◆ What to produce ◆
Count the lines in the items below that contain the string "give", treating uppercase and lowercase letters as different. Reply with the number alone.

◆ Records for this exercise ◆
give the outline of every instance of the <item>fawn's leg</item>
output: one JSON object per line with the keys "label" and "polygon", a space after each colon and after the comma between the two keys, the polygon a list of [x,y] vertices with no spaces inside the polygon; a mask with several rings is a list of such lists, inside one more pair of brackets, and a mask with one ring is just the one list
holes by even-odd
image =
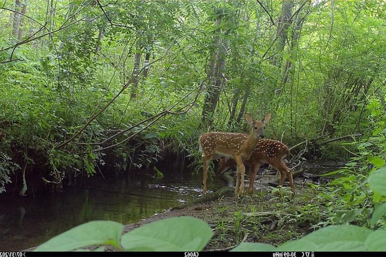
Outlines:
{"label": "fawn's leg", "polygon": [[202,193],[203,194],[206,193],[206,181],[208,180],[208,169],[209,168],[209,164],[210,162],[211,159],[210,157],[208,158],[205,155],[202,156],[202,172],[203,173]]}
{"label": "fawn's leg", "polygon": [[253,193],[254,183],[255,182],[255,177],[256,174],[259,172],[259,168],[260,167],[261,163],[258,162],[251,162],[250,168],[249,170],[249,186],[248,188],[248,193]]}
{"label": "fawn's leg", "polygon": [[[245,166],[244,166],[241,156],[236,155],[234,158],[237,164],[237,175],[236,180],[236,188],[235,189],[236,195],[242,195],[244,194],[244,175],[245,173]],[[239,188],[240,185],[240,188]]]}

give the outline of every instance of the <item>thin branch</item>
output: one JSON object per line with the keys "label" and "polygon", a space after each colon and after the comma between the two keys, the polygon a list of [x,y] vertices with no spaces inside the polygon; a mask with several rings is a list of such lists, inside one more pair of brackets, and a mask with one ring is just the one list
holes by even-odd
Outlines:
{"label": "thin branch", "polygon": [[106,11],[105,11],[105,9],[103,9],[103,6],[101,4],[101,2],[99,1],[99,0],[96,0],[96,2],[98,3],[98,5],[99,6],[99,8],[101,8],[101,10],[103,12],[103,13],[105,14],[105,16],[106,16],[106,18],[107,19],[107,21],[108,21],[109,23],[112,26],[115,26],[117,27],[122,27],[123,28],[127,28],[128,29],[130,29],[132,30],[133,31],[134,31],[136,32],[141,32],[138,31],[136,30],[134,28],[134,26],[129,26],[127,25],[124,25],[123,24],[117,24],[116,23],[113,23],[111,20],[110,19],[110,17],[107,15],[107,13],[106,13]]}
{"label": "thin branch", "polygon": [[318,140],[318,139],[319,139],[320,138],[323,137],[324,136],[327,136],[327,135],[330,135],[330,134],[331,134],[331,132],[329,132],[327,134],[324,134],[322,135],[321,136],[318,136],[317,137],[316,137],[316,138],[315,138],[314,139],[305,140],[305,141],[303,141],[302,142],[300,142],[299,144],[298,144],[297,145],[295,145],[294,146],[293,146],[292,147],[291,147],[291,148],[290,148],[290,150],[291,151],[291,150],[292,150],[293,149],[295,148],[295,147],[297,147],[299,146],[301,146],[301,145],[303,145],[304,144],[306,143],[307,141],[316,141]]}
{"label": "thin branch", "polygon": [[[289,18],[289,19],[288,19],[288,21],[291,21],[291,20],[292,20],[292,19],[293,19],[293,18],[294,18],[294,17],[295,16],[295,15],[296,15],[296,14],[298,14],[298,13],[299,12],[300,12],[300,10],[301,10],[302,9],[303,9],[303,7],[304,6],[304,5],[305,5],[305,3],[307,3],[307,2],[308,2],[308,0],[306,0],[305,1],[304,1],[304,3],[303,3],[303,4],[302,4],[302,5],[301,5],[301,6],[300,6],[299,7],[299,9],[297,9],[297,10],[296,10],[296,11],[295,11],[295,12],[294,12],[294,13],[293,13],[293,14],[292,14],[292,16],[291,16],[291,17],[290,17],[290,18]],[[281,31],[282,31],[282,30],[283,30],[283,29],[284,29],[284,28],[285,28],[285,26],[283,26],[283,27],[282,27],[281,28],[281,29],[280,29],[280,30],[279,30],[279,31],[278,31],[278,33],[277,33],[277,35],[276,35],[276,37],[275,37],[275,38],[274,38],[274,40],[273,40],[273,41],[272,41],[272,43],[271,43],[271,45],[269,45],[269,46],[268,47],[268,49],[267,49],[267,50],[266,50],[265,51],[265,53],[264,53],[264,54],[263,54],[263,56],[262,56],[261,57],[261,62],[262,62],[262,61],[265,61],[265,60],[266,60],[266,59],[268,59],[268,58],[265,58],[265,55],[267,55],[267,54],[268,53],[268,52],[269,52],[269,50],[271,50],[271,48],[272,48],[272,47],[273,47],[273,46],[274,46],[274,44],[275,44],[275,42],[276,42],[276,41],[277,41],[277,40],[278,39],[278,38],[279,38],[279,37],[280,37],[280,33],[281,33]]]}
{"label": "thin branch", "polygon": [[[139,123],[137,123],[135,125],[133,125],[133,126],[131,126],[130,127],[128,128],[127,129],[125,129],[124,130],[122,130],[122,131],[121,131],[121,132],[120,132],[119,133],[117,133],[117,134],[115,134],[114,135],[113,135],[112,136],[110,136],[108,139],[107,139],[106,140],[104,140],[103,142],[99,143],[93,143],[93,144],[79,143],[79,144],[78,144],[78,145],[103,145],[103,144],[107,143],[107,142],[108,142],[109,141],[111,141],[112,139],[113,139],[113,138],[118,136],[118,135],[121,135],[121,134],[122,134],[122,133],[123,133],[124,132],[127,132],[128,131],[129,131],[129,130],[131,130],[131,129],[133,129],[133,128],[135,128],[136,127],[138,127],[139,125],[142,125],[143,123],[145,123],[145,122],[146,122],[147,121],[150,121],[151,120],[152,120],[152,119],[157,117],[157,118],[156,118],[156,120],[155,120],[154,121],[153,121],[152,122],[151,122],[149,124],[148,124],[148,125],[146,126],[145,127],[144,127],[144,128],[143,128],[142,129],[141,129],[139,131],[137,131],[136,133],[134,133],[134,134],[133,134],[131,135],[130,135],[130,136],[129,136],[127,139],[125,139],[125,140],[121,141],[120,142],[118,143],[117,144],[115,144],[114,145],[112,145],[111,146],[108,146],[107,147],[105,147],[105,148],[100,148],[100,149],[98,149],[95,150],[95,152],[99,152],[99,151],[103,151],[103,150],[105,150],[106,149],[110,148],[111,147],[114,147],[115,146],[118,146],[119,145],[122,144],[126,142],[127,141],[128,141],[130,139],[132,139],[133,137],[134,137],[135,135],[136,135],[138,134],[139,133],[142,132],[143,131],[144,131],[146,128],[149,128],[149,127],[150,127],[152,125],[154,124],[156,122],[157,122],[160,118],[161,118],[162,117],[163,117],[163,116],[165,116],[166,114],[180,115],[180,114],[183,114],[184,113],[186,113],[188,111],[189,111],[189,110],[190,110],[193,107],[193,106],[194,106],[194,104],[197,101],[197,100],[198,99],[198,97],[200,95],[200,92],[201,92],[201,90],[202,89],[202,86],[204,84],[204,83],[205,82],[206,82],[206,81],[207,81],[208,80],[210,80],[210,79],[211,79],[211,78],[206,78],[205,80],[204,80],[201,82],[201,83],[200,84],[200,85],[199,86],[197,87],[194,89],[193,89],[191,91],[190,91],[190,92],[189,92],[187,94],[186,94],[182,98],[180,99],[180,101],[179,101],[178,102],[177,102],[176,104],[175,104],[174,105],[173,105],[167,110],[162,111],[161,112],[160,112],[159,113],[158,113],[158,114],[157,114],[156,115],[154,115],[150,117],[147,118],[146,120],[145,120],[144,121],[142,121],[142,122],[140,122]],[[185,108],[189,106],[189,108],[185,110],[184,111],[181,112],[172,112],[172,111],[171,111],[171,110],[172,110],[173,108],[174,108],[176,106],[177,106],[179,103],[180,103],[181,102],[182,102],[184,99],[185,99],[187,97],[188,97],[189,96],[189,95],[190,95],[190,94],[191,94],[191,93],[192,93],[193,92],[194,92],[195,90],[196,90],[197,89],[198,89],[198,91],[197,91],[197,93],[196,94],[196,97],[193,100],[193,101],[192,101],[190,103],[189,103],[185,105],[185,106],[179,108],[177,109],[177,111],[179,111],[180,110],[182,110],[182,109],[184,109],[184,108]]]}
{"label": "thin branch", "polygon": [[13,59],[13,60],[8,60],[8,61],[6,61],[5,62],[2,62],[0,63],[0,64],[4,64],[8,63],[11,63],[12,62],[17,62],[18,61],[24,61],[24,60],[23,59]]}
{"label": "thin branch", "polygon": [[[168,49],[167,51],[166,51],[166,52],[165,53],[165,55],[164,55],[161,56],[160,58],[158,58],[158,59],[153,61],[153,62],[152,62],[151,63],[150,63],[149,64],[149,65],[153,64],[155,63],[156,63],[157,62],[159,62],[160,61],[162,60],[166,55],[166,54],[167,54],[167,53],[169,52],[169,49]],[[124,85],[124,86],[122,87],[122,89],[121,89],[121,90],[115,95],[115,96],[114,96],[107,103],[107,104],[106,105],[106,106],[104,107],[103,107],[100,111],[99,111],[99,112],[98,112],[96,113],[95,113],[95,114],[94,114],[91,118],[90,118],[90,119],[87,121],[87,122],[86,123],[86,124],[85,124],[84,126],[83,126],[83,127],[80,129],[80,130],[79,130],[78,132],[75,133],[72,136],[71,136],[68,140],[67,140],[65,142],[63,142],[63,143],[59,144],[59,145],[55,146],[55,149],[57,149],[59,147],[61,147],[62,146],[63,146],[64,145],[66,145],[68,144],[69,143],[70,143],[72,140],[73,140],[74,139],[75,137],[78,136],[81,133],[82,133],[85,129],[86,129],[86,128],[89,125],[90,125],[90,124],[91,123],[91,122],[92,122],[92,121],[93,121],[94,120],[95,120],[95,118],[96,117],[98,117],[100,114],[101,114],[101,113],[102,113],[102,112],[103,112],[105,111],[105,110],[106,110],[107,108],[107,107],[108,107],[111,104],[112,104],[112,103],[114,101],[115,101],[115,100],[118,97],[118,96],[119,96],[121,95],[121,94],[126,88],[127,88],[127,87],[129,86],[129,85],[130,85],[131,83],[131,82],[132,82],[134,80],[135,80],[136,78],[137,78],[137,77],[141,74],[141,73],[142,72],[142,71],[143,71],[143,70],[145,69],[145,67],[144,67],[142,69],[141,69],[141,70],[140,70],[139,72],[138,72],[138,74],[137,74],[137,75],[135,77],[133,77],[131,78],[131,79],[130,81],[129,81],[128,82],[127,82],[127,83],[126,83],[125,85]]]}
{"label": "thin branch", "polygon": [[28,16],[28,15],[27,15],[26,14],[25,14],[24,13],[21,13],[20,12],[18,12],[17,11],[15,11],[15,10],[12,10],[11,9],[6,8],[4,8],[4,7],[0,7],[0,9],[6,10],[7,11],[11,11],[11,12],[15,12],[15,13],[17,13],[18,14],[20,14],[21,15],[23,15],[23,16],[24,16],[25,17],[27,17],[29,19],[33,21],[34,22],[35,22],[35,23],[36,23],[37,24],[38,24],[38,25],[41,25],[42,26],[46,28],[46,29],[47,29],[47,30],[49,30],[48,29],[47,29],[47,28],[45,27],[45,25],[44,25],[42,24],[42,23],[40,23],[39,22],[38,22],[36,19],[34,19],[32,17],[30,17],[29,16]]}
{"label": "thin branch", "polygon": [[[16,47],[18,47],[18,46],[20,46],[21,45],[24,45],[25,44],[27,44],[28,43],[29,43],[29,42],[30,42],[31,41],[33,41],[36,40],[37,39],[41,38],[43,37],[44,36],[46,36],[47,35],[51,35],[51,34],[53,34],[53,33],[56,33],[56,32],[57,32],[58,31],[61,31],[61,30],[62,30],[63,29],[64,29],[66,28],[67,28],[68,27],[69,27],[69,26],[70,26],[71,25],[73,25],[75,23],[78,23],[79,22],[82,22],[82,21],[83,21],[83,22],[90,22],[90,21],[92,21],[94,19],[96,19],[96,18],[100,17],[101,16],[102,16],[102,15],[96,16],[96,17],[94,17],[92,19],[88,19],[88,20],[85,20],[85,19],[78,19],[78,21],[75,21],[75,22],[73,22],[72,23],[70,23],[70,24],[68,24],[67,25],[61,27],[59,28],[59,29],[56,29],[55,30],[53,30],[52,31],[50,31],[49,32],[47,32],[47,33],[46,33],[45,34],[43,34],[43,35],[41,35],[40,36],[36,36],[35,37],[27,38],[27,39],[25,39],[25,40],[24,40],[23,41],[21,41],[21,42],[19,42],[18,43],[15,44],[15,45],[14,45],[12,46],[11,46],[11,47],[7,47],[6,48],[3,48],[2,49],[0,49],[0,51],[7,51],[7,50],[9,50],[9,49],[10,49],[11,48],[16,48]],[[41,28],[41,29],[40,29],[39,31],[38,31],[37,32],[40,32],[42,29],[43,29],[43,28]],[[36,33],[35,33],[35,34],[36,34]]]}
{"label": "thin branch", "polygon": [[338,140],[341,140],[342,139],[347,139],[347,138],[349,138],[349,137],[354,138],[354,137],[355,137],[356,136],[362,136],[362,135],[363,135],[363,134],[354,134],[353,135],[344,135],[344,136],[340,136],[339,137],[337,137],[336,139],[331,139],[331,140],[327,140],[327,141],[325,141],[325,142],[324,142],[323,143],[320,143],[320,144],[319,145],[320,146],[322,146],[323,145],[326,145],[327,144],[329,144],[330,143],[333,142],[334,141],[337,141]]}
{"label": "thin branch", "polygon": [[259,0],[256,0],[256,1],[257,1],[257,3],[258,3],[260,5],[260,6],[261,6],[263,8],[264,10],[265,11],[265,12],[267,13],[267,14],[268,14],[268,16],[269,16],[269,19],[271,19],[271,22],[272,23],[272,25],[274,26],[275,26],[275,23],[274,22],[274,19],[272,18],[272,16],[271,16],[271,14],[268,12],[268,10],[266,9],[265,9],[265,7],[264,7],[264,6],[263,5],[263,4],[262,4],[261,2],[260,2]]}

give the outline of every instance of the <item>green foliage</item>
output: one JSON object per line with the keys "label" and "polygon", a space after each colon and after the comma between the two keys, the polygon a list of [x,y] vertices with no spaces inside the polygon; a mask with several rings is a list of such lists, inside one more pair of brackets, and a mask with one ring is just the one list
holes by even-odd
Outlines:
{"label": "green foliage", "polygon": [[[379,190],[379,186],[386,183],[386,168],[373,172],[369,177],[369,182],[373,190]],[[382,174],[381,176],[380,174]],[[380,191],[386,196],[386,191],[382,187]],[[376,209],[372,218],[372,226],[386,213],[382,206]],[[352,215],[352,214],[350,214]],[[345,223],[352,221],[352,218]],[[329,226],[313,232],[296,240],[293,240],[272,248],[269,245],[261,243],[242,243],[234,251],[371,251],[384,250],[384,235],[386,230],[376,231],[351,225]]]}
{"label": "green foliage", "polygon": [[50,239],[35,251],[71,251],[99,244],[120,249],[122,245],[125,251],[201,251],[213,235],[204,222],[188,216],[152,222],[122,235],[123,228],[112,221],[88,222]]}
{"label": "green foliage", "polygon": [[55,236],[35,251],[70,251],[90,245],[106,244],[119,247],[124,226],[110,221],[91,221]]}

◆ Reply ◆
3